Starting with the line that contains "Examine the screenshot above and tell me: where is the wooden", reproduce each line through the end of the listing below, with no other output.

[RECORDS FOR THE TASK]:
⟨

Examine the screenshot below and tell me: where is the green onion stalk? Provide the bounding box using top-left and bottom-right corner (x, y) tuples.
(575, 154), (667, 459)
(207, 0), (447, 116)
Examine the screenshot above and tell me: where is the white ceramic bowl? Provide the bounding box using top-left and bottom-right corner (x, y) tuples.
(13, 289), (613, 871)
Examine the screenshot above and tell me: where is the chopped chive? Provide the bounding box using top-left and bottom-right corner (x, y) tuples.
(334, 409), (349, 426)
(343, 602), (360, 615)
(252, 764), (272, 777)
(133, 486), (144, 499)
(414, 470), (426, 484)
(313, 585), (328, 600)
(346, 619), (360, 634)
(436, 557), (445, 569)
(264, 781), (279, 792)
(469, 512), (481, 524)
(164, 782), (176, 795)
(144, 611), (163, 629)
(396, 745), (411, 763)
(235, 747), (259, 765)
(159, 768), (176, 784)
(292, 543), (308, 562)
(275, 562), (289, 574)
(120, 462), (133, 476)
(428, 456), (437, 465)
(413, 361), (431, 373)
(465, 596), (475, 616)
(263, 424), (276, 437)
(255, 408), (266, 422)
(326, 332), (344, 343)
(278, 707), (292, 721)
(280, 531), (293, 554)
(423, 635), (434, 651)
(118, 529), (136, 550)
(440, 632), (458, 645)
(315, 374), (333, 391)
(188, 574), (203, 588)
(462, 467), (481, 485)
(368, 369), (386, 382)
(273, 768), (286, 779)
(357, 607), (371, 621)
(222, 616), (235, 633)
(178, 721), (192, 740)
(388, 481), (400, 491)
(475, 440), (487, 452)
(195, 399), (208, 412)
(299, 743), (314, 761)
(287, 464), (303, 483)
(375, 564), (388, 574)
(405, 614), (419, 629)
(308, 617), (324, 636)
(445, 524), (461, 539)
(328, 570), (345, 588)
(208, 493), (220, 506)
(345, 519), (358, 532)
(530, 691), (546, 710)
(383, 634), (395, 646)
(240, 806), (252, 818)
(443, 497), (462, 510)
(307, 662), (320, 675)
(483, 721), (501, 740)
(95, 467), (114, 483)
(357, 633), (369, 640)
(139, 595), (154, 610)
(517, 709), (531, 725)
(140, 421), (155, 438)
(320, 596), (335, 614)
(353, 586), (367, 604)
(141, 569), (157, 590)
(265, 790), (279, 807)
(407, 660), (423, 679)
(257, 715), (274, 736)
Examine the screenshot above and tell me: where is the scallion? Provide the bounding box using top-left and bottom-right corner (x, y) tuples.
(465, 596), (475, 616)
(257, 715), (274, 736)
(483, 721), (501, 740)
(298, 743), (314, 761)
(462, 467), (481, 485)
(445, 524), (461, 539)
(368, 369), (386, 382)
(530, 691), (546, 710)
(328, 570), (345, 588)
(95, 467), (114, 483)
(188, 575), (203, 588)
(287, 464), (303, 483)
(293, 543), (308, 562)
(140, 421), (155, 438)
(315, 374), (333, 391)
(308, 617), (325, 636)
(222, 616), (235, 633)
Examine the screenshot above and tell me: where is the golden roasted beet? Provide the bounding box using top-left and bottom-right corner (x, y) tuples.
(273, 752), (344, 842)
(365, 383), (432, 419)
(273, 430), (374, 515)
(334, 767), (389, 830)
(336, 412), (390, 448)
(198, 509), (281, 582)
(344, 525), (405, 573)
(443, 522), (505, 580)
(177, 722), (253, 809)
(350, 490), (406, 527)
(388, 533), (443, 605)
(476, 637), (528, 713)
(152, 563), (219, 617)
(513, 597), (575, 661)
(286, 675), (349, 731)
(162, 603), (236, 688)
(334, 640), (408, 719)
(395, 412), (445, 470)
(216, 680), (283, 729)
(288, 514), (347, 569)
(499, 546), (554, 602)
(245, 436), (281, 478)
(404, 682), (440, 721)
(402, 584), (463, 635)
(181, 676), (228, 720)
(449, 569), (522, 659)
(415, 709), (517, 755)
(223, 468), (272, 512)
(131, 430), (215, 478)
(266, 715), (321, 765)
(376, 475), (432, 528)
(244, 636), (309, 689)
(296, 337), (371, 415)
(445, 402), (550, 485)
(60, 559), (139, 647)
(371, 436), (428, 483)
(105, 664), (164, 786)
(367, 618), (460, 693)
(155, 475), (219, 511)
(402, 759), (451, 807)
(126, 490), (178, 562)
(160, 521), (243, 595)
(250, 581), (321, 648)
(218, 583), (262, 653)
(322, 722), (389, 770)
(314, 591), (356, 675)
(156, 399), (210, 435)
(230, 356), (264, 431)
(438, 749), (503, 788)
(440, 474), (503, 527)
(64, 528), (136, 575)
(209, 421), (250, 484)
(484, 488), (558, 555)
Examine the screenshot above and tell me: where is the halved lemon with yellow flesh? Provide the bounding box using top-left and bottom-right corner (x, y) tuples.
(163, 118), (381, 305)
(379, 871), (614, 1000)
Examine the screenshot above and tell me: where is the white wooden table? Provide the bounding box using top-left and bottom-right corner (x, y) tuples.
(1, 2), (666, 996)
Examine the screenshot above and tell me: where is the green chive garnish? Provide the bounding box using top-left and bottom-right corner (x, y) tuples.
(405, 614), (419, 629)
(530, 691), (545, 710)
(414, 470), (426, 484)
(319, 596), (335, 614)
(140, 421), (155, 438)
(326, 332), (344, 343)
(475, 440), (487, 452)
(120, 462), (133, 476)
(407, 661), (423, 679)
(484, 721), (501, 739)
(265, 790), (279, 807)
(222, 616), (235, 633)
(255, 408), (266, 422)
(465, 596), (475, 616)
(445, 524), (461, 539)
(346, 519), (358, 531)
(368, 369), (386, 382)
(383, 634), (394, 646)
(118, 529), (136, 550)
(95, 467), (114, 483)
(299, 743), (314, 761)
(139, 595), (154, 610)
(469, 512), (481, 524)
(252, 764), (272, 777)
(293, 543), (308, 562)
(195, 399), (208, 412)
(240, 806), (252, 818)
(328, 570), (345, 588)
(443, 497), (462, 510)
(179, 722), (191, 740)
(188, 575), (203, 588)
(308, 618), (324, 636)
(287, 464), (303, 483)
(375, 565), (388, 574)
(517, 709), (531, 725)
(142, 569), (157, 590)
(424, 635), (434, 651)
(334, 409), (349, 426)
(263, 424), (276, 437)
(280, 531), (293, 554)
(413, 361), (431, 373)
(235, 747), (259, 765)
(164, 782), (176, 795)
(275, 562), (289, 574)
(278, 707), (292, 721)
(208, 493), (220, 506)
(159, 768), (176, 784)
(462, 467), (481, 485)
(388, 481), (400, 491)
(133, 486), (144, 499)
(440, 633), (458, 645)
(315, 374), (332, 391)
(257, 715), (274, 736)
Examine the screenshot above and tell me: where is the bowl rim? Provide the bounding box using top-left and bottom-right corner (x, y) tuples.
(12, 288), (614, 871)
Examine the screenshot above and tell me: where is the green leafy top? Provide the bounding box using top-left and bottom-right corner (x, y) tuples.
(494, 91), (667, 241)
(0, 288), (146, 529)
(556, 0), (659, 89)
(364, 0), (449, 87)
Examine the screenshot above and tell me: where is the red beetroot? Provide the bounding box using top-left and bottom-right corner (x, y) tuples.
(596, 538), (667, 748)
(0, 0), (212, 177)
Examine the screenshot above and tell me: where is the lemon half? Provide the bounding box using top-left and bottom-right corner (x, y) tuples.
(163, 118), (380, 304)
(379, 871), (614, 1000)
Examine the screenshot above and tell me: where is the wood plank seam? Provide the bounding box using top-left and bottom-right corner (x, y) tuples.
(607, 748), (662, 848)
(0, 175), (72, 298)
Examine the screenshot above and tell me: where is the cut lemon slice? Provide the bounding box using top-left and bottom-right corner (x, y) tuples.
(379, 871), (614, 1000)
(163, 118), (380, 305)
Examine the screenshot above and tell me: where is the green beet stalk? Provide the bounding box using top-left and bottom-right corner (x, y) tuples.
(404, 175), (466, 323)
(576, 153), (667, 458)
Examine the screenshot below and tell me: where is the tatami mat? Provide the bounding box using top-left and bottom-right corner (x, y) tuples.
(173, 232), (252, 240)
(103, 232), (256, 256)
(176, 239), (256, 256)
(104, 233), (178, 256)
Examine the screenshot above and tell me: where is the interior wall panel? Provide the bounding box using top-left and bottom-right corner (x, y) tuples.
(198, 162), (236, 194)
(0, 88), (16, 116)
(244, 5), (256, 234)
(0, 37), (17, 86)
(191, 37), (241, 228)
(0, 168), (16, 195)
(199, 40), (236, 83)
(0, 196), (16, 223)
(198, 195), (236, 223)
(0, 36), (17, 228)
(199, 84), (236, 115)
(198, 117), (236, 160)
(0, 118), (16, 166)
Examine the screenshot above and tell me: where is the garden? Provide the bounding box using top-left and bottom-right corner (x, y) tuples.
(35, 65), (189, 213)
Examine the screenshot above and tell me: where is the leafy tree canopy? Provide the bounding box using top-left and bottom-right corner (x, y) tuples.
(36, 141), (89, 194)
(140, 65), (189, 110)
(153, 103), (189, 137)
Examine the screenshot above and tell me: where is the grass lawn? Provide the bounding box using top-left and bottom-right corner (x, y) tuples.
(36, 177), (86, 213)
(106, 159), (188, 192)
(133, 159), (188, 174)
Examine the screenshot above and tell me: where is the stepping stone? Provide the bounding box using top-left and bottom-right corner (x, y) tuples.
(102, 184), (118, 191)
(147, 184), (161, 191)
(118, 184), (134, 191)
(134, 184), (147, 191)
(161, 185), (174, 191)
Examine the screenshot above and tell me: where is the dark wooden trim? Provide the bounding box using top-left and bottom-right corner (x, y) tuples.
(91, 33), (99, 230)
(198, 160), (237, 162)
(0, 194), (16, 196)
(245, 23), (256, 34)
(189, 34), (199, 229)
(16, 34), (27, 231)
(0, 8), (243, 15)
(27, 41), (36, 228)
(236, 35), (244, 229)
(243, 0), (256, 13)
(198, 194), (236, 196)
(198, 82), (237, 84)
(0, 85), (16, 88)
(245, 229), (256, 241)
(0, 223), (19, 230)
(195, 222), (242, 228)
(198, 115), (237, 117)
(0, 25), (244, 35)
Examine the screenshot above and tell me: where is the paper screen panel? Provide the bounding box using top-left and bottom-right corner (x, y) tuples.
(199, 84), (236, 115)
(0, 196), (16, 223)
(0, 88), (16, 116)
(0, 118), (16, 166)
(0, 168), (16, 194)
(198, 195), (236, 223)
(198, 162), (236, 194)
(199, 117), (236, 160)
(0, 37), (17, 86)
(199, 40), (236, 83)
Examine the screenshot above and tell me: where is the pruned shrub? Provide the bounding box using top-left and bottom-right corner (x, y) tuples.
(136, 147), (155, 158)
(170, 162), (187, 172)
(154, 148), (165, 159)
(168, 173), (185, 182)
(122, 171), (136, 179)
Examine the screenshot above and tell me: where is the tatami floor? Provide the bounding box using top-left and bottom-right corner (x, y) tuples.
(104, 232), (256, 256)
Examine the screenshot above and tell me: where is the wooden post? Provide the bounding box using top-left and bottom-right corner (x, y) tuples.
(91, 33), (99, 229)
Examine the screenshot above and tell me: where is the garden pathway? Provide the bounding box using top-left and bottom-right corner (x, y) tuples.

⟩

[RESPONSE AREA]:
Examine the screenshot above and tell me: where is the wooden post? Provide the bounding box using top-left and bottom-right corner (x, y) tuples.
(91, 33), (99, 229)
Examine the screenshot above and tell me: where is the garden pathway? Provide the bounding box using top-left and bottom-right corner (x, y) tuples.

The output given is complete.